### Cel
W liniach poniżej zamień „dark suit” na „gray suit”, a wszystko inne przepisz bez zmian.

### Materiał do ćwiczenia
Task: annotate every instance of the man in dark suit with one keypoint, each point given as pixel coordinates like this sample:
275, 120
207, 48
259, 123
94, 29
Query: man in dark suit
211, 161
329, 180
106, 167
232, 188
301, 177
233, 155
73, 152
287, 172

### Rozwiązanie zadania
Task: annotate every instance of the man in gray suit with one keypoint, each point given as pixel coordinates like this sample:
275, 120
207, 48
259, 123
94, 29
Query: man in gray suit
211, 161
329, 180
106, 167
232, 188
301, 177
233, 155
73, 152
287, 172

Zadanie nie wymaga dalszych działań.